Items from a dataset
* * * * * * *

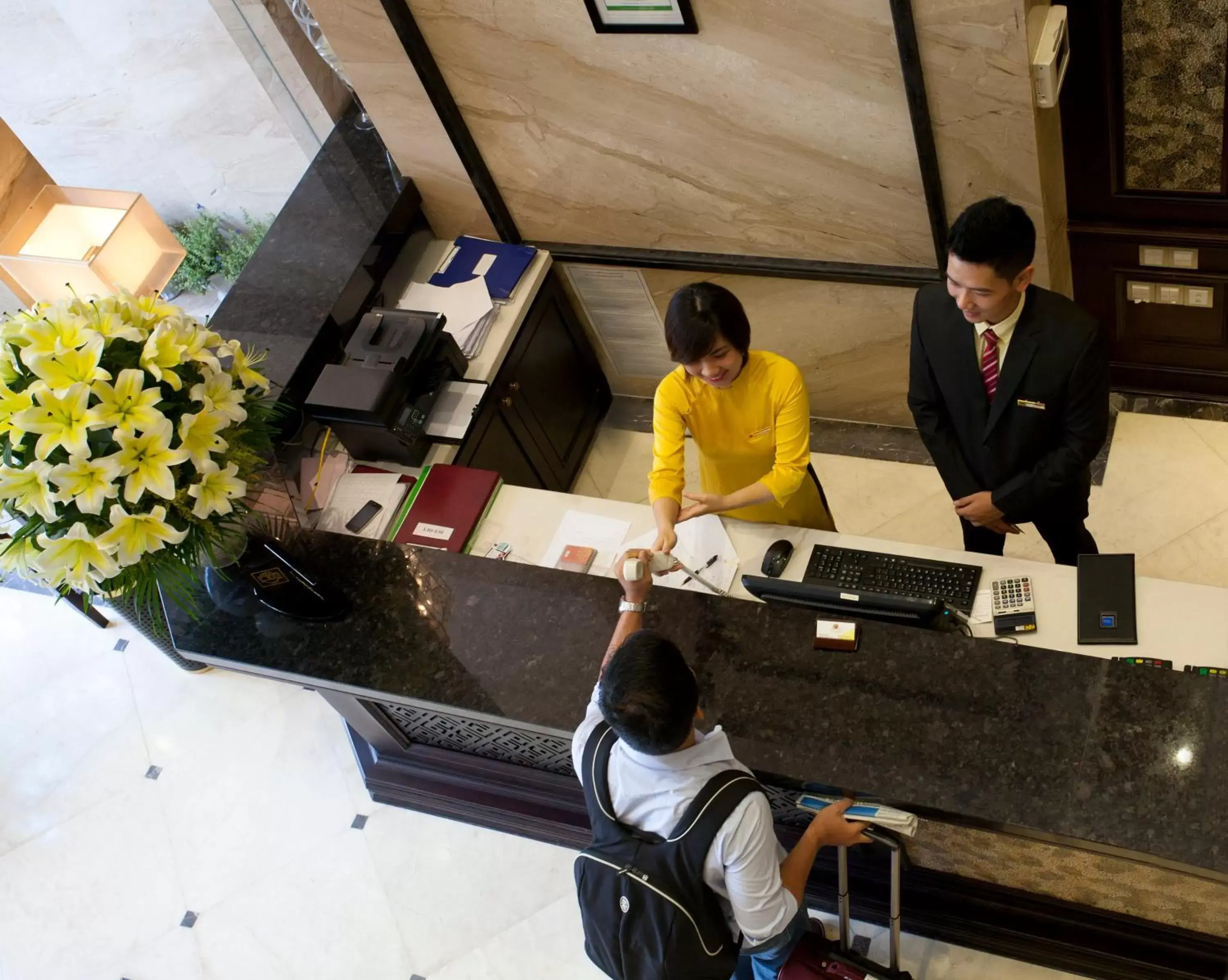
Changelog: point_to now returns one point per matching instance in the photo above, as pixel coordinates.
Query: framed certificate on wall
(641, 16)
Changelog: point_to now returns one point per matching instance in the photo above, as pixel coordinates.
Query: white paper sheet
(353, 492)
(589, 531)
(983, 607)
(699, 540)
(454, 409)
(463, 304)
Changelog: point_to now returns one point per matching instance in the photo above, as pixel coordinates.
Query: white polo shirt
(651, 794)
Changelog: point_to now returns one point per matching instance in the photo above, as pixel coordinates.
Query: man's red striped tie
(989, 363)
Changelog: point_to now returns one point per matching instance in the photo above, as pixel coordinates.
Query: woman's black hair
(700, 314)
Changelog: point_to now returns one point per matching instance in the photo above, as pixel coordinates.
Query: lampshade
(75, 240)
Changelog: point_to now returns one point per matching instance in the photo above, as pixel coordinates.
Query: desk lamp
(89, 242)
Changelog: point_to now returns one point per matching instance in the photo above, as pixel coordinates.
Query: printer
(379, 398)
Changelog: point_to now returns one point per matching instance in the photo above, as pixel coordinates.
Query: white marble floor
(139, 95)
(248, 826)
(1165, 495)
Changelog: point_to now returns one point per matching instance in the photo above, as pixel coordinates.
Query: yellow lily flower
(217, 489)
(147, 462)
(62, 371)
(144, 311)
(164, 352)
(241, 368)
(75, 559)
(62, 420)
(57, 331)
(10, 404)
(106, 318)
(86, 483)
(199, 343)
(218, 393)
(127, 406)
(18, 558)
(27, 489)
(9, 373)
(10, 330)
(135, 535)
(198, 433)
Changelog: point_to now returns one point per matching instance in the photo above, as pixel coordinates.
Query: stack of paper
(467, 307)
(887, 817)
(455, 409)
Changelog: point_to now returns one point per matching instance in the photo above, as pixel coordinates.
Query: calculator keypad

* * * * * * *

**TASK ITEM**
The records shown above are to be repeated exactly, with the pictures left out.

**EXERCISE OUTPUT**
Changelog: point_to now returns one point per matching instance in the photo above, as pixel coordinates.
Query: framed certificate on wall
(641, 16)
Changelog: point_to now returns one point per matching instance in the photo above, as pixel coordinates.
Query: white paper sheet
(353, 492)
(589, 531)
(983, 607)
(699, 540)
(454, 409)
(463, 304)
Changelog: point_to now returns one point per matching instance in the photo above, as pixel coordinates.
Query: white polo shirt
(651, 794)
Changelog: point_to now returns one point per matching instance in the photo above, as pixel coordinates.
Query: man's red striped tie
(989, 363)
Changelog: point_to now returns one point per matching instance in the photo above, as pixel coordinates.
Query: woman's black hair
(700, 314)
Changelog: point_to now returns one point per matching instance in the photo above, as pixel coordinates.
Query: lampshade
(75, 240)
Changelog: point_to now returns one point per matching instance in the photo above, as pixel coordinates.
Query: desk lamp
(89, 242)
Changelog: point_to now returns one point per matching instance in the photo above, as pixel coordinates.
Query: printer
(379, 398)
Changelog: point_to now returns one point per matching instance in the photo above, as pixel coordinates.
Query: white marble floor
(139, 95)
(248, 826)
(1165, 495)
Changelog: point_to now returns one point per matching instance in the photo above, as pixel coordinates.
Query: yellow lily flower
(217, 489)
(147, 462)
(62, 371)
(144, 311)
(164, 352)
(241, 368)
(75, 559)
(62, 420)
(57, 331)
(10, 404)
(106, 318)
(86, 483)
(199, 343)
(218, 393)
(127, 406)
(18, 558)
(27, 489)
(9, 373)
(10, 330)
(135, 535)
(198, 433)
Changelog: point_to now returns one point per matching instance in the photo above, as pixel coordinates.
Query: stack of paper
(467, 307)
(887, 817)
(455, 409)
Changelog: point_to now returns one point per matching instance in the photo above, as pixel coordinates.
Query: calculator keypad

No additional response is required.